> **Set exercise**:
Quote word for word every line in the rows below, from the one containing "Where can you spot the mast reflection" down to the last row.

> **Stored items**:
———
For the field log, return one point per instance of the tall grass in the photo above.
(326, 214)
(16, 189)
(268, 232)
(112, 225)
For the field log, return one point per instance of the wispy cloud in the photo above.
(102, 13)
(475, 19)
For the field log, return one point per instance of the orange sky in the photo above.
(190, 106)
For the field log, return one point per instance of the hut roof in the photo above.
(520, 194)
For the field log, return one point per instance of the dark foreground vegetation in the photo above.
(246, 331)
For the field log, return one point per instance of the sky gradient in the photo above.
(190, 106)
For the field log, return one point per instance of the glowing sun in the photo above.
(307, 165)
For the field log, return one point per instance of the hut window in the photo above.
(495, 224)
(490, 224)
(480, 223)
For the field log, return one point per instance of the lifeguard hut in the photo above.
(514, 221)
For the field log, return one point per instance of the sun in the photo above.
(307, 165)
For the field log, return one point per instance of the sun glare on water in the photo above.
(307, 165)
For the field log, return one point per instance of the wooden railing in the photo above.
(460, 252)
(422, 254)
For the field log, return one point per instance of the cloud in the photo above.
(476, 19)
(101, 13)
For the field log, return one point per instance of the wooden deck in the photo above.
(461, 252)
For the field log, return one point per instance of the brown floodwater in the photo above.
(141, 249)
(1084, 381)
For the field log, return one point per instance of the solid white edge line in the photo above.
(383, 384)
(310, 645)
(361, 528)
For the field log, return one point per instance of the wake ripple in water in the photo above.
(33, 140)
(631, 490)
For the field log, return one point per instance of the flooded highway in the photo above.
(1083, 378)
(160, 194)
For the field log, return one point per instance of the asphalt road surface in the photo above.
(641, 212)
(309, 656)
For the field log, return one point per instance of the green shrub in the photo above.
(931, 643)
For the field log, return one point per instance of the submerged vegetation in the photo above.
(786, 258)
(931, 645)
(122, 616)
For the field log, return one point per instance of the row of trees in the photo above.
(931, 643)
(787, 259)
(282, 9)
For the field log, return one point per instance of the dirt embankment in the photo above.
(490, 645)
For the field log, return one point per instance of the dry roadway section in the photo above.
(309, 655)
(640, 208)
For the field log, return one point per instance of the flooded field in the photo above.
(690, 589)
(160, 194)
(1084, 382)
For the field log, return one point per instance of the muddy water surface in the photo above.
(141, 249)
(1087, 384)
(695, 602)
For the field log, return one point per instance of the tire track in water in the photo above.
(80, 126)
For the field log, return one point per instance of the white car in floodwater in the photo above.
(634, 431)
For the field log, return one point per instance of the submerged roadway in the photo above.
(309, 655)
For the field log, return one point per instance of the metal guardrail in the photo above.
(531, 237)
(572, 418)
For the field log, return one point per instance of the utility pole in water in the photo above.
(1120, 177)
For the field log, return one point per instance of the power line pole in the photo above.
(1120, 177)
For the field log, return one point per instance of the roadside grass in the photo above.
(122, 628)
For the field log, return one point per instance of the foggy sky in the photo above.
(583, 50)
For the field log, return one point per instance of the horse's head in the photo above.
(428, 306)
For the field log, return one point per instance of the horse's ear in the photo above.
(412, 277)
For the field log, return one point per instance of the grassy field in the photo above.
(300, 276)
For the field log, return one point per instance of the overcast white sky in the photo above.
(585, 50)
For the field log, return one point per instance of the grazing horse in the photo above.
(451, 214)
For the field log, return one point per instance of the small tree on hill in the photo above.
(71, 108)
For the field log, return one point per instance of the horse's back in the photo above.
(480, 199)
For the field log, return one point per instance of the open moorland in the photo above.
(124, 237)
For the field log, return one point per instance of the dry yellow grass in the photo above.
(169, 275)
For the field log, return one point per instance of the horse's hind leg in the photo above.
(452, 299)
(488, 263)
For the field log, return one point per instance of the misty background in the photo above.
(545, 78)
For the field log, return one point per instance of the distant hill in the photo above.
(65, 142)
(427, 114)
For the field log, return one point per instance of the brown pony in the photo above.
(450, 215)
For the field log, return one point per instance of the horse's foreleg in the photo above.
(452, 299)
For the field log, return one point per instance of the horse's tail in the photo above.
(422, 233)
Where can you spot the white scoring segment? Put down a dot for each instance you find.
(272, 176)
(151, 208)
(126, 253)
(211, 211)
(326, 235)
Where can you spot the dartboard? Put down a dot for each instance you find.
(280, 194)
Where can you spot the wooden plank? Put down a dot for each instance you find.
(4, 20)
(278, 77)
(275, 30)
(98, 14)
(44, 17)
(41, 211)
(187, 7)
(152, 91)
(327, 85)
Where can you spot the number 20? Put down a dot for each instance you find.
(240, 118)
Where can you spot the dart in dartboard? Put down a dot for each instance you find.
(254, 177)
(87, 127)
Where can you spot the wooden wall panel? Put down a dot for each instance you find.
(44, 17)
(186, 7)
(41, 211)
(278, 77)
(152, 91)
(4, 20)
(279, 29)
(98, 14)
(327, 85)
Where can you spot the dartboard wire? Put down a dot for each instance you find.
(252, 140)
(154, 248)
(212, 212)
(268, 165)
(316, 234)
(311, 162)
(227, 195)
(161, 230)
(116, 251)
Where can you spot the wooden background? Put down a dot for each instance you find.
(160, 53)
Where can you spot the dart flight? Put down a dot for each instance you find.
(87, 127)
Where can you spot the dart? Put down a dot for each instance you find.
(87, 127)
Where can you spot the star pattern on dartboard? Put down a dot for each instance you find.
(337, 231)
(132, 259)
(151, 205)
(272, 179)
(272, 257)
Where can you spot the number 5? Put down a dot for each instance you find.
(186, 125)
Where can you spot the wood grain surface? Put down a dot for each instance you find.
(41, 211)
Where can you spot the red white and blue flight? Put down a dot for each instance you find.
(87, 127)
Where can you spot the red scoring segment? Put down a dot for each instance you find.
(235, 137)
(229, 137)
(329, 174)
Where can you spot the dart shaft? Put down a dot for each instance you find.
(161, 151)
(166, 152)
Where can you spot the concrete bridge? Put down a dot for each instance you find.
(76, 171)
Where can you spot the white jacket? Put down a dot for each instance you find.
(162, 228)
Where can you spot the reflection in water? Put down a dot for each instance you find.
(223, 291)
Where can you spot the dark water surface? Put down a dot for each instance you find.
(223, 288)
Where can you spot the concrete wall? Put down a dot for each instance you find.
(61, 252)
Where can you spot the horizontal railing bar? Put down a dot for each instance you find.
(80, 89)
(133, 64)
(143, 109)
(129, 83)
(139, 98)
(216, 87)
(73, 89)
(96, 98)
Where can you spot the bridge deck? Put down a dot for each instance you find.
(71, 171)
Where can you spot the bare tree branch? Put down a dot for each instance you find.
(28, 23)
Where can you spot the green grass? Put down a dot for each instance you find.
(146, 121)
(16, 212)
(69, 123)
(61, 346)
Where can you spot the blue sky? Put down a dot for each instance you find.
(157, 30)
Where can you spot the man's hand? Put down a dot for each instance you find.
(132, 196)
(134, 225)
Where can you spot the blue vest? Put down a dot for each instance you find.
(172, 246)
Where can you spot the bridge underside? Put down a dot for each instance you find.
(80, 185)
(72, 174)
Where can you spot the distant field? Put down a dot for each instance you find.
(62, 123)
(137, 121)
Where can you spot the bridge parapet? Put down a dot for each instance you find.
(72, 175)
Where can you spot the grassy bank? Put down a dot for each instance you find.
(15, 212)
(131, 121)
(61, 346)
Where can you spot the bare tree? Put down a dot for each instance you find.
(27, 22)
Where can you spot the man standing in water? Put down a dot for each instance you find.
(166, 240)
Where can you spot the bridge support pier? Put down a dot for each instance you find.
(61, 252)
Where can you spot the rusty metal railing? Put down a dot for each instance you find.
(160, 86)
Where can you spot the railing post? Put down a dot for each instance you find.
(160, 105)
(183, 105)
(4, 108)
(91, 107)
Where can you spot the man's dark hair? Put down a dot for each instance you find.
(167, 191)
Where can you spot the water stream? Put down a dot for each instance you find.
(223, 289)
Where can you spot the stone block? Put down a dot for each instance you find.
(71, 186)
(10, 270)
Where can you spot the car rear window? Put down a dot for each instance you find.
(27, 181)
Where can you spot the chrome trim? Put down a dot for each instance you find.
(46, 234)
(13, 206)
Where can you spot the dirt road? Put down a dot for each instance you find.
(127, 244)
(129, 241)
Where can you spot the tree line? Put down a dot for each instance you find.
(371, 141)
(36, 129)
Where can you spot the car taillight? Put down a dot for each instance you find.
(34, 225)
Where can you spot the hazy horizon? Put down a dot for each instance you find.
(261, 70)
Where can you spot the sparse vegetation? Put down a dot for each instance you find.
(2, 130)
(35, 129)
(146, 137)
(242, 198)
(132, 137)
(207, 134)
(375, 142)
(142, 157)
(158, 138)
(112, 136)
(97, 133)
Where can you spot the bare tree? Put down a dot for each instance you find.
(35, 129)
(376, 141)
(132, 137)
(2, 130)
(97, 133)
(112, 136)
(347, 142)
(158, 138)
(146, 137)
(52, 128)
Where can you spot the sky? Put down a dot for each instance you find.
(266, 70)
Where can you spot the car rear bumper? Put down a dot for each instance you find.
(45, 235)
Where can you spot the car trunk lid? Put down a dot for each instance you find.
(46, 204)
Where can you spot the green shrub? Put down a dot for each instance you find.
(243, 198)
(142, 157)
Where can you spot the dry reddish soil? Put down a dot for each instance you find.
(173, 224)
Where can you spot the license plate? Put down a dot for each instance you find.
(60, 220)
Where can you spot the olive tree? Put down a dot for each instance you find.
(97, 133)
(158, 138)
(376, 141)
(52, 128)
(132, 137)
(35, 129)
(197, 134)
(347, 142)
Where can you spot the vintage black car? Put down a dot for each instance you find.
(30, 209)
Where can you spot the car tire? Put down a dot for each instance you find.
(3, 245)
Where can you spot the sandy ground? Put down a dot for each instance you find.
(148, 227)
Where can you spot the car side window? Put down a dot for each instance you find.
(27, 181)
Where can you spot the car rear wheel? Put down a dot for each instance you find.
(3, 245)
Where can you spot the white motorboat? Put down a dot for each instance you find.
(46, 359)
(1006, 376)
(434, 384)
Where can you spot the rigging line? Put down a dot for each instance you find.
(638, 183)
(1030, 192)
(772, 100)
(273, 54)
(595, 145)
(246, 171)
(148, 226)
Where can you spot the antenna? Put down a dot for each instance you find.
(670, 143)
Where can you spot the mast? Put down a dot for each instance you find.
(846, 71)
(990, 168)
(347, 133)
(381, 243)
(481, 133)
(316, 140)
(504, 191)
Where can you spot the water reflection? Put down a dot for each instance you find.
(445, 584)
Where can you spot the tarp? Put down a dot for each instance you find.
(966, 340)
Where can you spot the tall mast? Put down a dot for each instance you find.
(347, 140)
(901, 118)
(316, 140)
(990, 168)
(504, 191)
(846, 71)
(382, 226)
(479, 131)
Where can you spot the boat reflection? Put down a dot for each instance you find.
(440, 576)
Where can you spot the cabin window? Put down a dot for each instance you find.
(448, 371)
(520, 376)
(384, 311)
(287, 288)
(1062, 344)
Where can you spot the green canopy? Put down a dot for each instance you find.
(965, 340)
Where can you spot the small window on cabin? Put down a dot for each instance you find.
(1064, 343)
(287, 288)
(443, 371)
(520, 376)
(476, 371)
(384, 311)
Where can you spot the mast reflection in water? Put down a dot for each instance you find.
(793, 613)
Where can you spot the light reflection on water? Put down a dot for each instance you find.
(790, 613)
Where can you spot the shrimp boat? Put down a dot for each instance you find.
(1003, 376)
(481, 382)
———
> **Full solution**:
Where can you spot the mast reflection in water? Put down a dot for each instance you find.
(793, 613)
Where can you spot the light reflection on water? Put down a dot for each instance you find.
(790, 613)
Where can you spot the shrimp boat? Put down a dot for each instance you find.
(1003, 376)
(481, 382)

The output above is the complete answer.